Excerpted text:
Chemical imbalance is said to be the root of depression, but what does that mean? Our organisms are so complex that numerous chemical reactions are happening all the time inside of us and it is difficult sometimes to pinpoint exactly what the cause of one person’s depression is. Therefore, two people who have the same or similar symptoms might have completely different causes for their depression. Unfortunately, a lot of things can cause a person to be depressed and these causes range from stressful life events, faulty mood regulation, all the way to genetics.
The many inner workings of our brains are still a mystery to scientists, but there has been huge progress in the past couple of decades. Using brain imaging such as PET, SPECT, or fMRI scans, scientists have been able to pinpoint which parts of the brain are responsible for our moods. Their research has shown that the amygdala, the thalamus, and the hippocampus are all connected to depression. For example, the hippocampus is usually smaller in people suffering from depression. This also relates to stress since stress can hold back the production of new cells in the hippocampus.

About this exercise: Name each part of the brain that the text on depression says is connected to depression. The listing that comes next is separate material and has nothing to do with the text on depression.

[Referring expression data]
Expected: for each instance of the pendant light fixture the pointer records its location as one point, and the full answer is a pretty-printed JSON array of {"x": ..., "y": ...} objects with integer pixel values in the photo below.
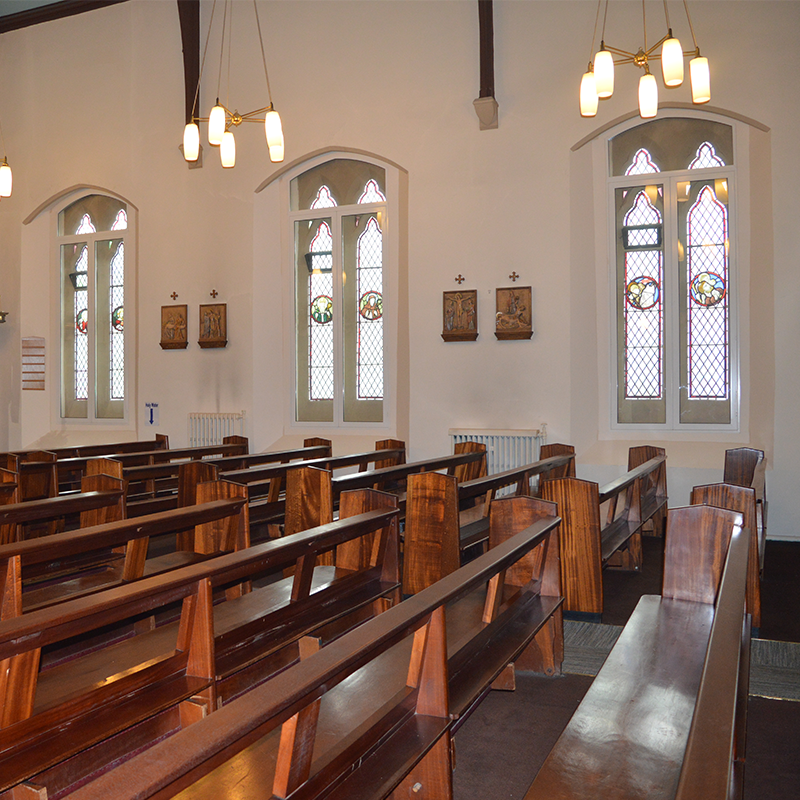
[
  {"x": 222, "y": 120},
  {"x": 5, "y": 171},
  {"x": 599, "y": 77}
]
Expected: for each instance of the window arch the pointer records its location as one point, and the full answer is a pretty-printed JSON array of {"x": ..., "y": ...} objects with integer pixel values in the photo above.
[
  {"x": 675, "y": 338},
  {"x": 91, "y": 240}
]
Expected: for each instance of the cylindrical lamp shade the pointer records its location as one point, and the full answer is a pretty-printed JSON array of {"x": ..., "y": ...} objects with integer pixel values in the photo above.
[
  {"x": 191, "y": 142},
  {"x": 648, "y": 96},
  {"x": 604, "y": 73},
  {"x": 216, "y": 125},
  {"x": 701, "y": 80},
  {"x": 5, "y": 179},
  {"x": 672, "y": 62},
  {"x": 227, "y": 150},
  {"x": 274, "y": 132},
  {"x": 588, "y": 95}
]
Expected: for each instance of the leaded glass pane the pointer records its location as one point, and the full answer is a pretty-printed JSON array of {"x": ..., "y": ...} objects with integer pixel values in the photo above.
[
  {"x": 643, "y": 304},
  {"x": 81, "y": 343},
  {"x": 707, "y": 302},
  {"x": 320, "y": 316},
  {"x": 706, "y": 157},
  {"x": 370, "y": 312},
  {"x": 95, "y": 212},
  {"x": 116, "y": 298},
  {"x": 344, "y": 178}
]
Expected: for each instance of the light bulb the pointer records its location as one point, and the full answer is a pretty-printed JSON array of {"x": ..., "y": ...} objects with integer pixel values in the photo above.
[
  {"x": 648, "y": 96},
  {"x": 227, "y": 150},
  {"x": 588, "y": 95},
  {"x": 604, "y": 72},
  {"x": 216, "y": 124},
  {"x": 672, "y": 62},
  {"x": 5, "y": 179},
  {"x": 191, "y": 141},
  {"x": 701, "y": 80},
  {"x": 274, "y": 133}
]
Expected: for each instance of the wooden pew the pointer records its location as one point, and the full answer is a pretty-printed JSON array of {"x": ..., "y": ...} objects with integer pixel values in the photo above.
[
  {"x": 602, "y": 527},
  {"x": 81, "y": 562},
  {"x": 102, "y": 499},
  {"x": 163, "y": 477},
  {"x": 743, "y": 500},
  {"x": 441, "y": 523},
  {"x": 746, "y": 466},
  {"x": 109, "y": 703},
  {"x": 373, "y": 713},
  {"x": 653, "y": 488},
  {"x": 665, "y": 717}
]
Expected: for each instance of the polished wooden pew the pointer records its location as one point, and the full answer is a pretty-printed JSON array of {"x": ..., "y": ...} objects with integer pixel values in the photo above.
[
  {"x": 743, "y": 500},
  {"x": 53, "y": 568},
  {"x": 442, "y": 521},
  {"x": 148, "y": 480},
  {"x": 602, "y": 527},
  {"x": 653, "y": 488},
  {"x": 232, "y": 632},
  {"x": 665, "y": 717},
  {"x": 312, "y": 492},
  {"x": 375, "y": 711},
  {"x": 746, "y": 466},
  {"x": 101, "y": 499}
]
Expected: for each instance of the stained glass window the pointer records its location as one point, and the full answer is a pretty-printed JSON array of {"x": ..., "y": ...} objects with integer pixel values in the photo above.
[
  {"x": 707, "y": 279},
  {"x": 643, "y": 314},
  {"x": 370, "y": 311},
  {"x": 116, "y": 297},
  {"x": 642, "y": 164},
  {"x": 706, "y": 157},
  {"x": 80, "y": 350},
  {"x": 93, "y": 307},
  {"x": 320, "y": 317}
]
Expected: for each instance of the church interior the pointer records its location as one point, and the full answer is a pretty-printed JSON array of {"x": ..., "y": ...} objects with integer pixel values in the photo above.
[{"x": 289, "y": 290}]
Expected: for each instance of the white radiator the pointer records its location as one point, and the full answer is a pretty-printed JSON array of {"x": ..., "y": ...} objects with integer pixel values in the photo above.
[
  {"x": 504, "y": 449},
  {"x": 207, "y": 428}
]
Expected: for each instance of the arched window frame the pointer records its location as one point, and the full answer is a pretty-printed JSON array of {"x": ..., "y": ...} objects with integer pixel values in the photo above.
[
  {"x": 674, "y": 334},
  {"x": 273, "y": 227}
]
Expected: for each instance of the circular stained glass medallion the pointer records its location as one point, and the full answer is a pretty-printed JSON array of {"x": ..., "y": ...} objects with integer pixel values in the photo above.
[
  {"x": 117, "y": 318},
  {"x": 370, "y": 306},
  {"x": 322, "y": 309},
  {"x": 707, "y": 289},
  {"x": 82, "y": 321},
  {"x": 643, "y": 293}
]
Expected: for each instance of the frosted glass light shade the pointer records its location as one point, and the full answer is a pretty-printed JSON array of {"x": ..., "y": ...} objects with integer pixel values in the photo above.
[
  {"x": 5, "y": 179},
  {"x": 588, "y": 95},
  {"x": 672, "y": 62},
  {"x": 227, "y": 150},
  {"x": 191, "y": 141},
  {"x": 648, "y": 96},
  {"x": 701, "y": 80},
  {"x": 274, "y": 132},
  {"x": 216, "y": 125},
  {"x": 604, "y": 73}
]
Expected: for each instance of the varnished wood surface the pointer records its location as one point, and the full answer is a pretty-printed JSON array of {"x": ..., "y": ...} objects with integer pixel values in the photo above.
[{"x": 237, "y": 738}]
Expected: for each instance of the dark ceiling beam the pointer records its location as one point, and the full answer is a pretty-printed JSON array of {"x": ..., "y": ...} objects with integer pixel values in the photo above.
[
  {"x": 65, "y": 8},
  {"x": 189, "y": 13},
  {"x": 486, "y": 26}
]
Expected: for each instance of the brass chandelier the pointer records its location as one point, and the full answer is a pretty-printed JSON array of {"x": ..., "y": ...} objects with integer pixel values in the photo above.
[
  {"x": 222, "y": 120},
  {"x": 598, "y": 80}
]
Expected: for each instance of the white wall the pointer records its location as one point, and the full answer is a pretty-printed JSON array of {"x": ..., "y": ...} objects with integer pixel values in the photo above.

Solution to this exercise: The amygdala, the thalamus, and the hippocampus.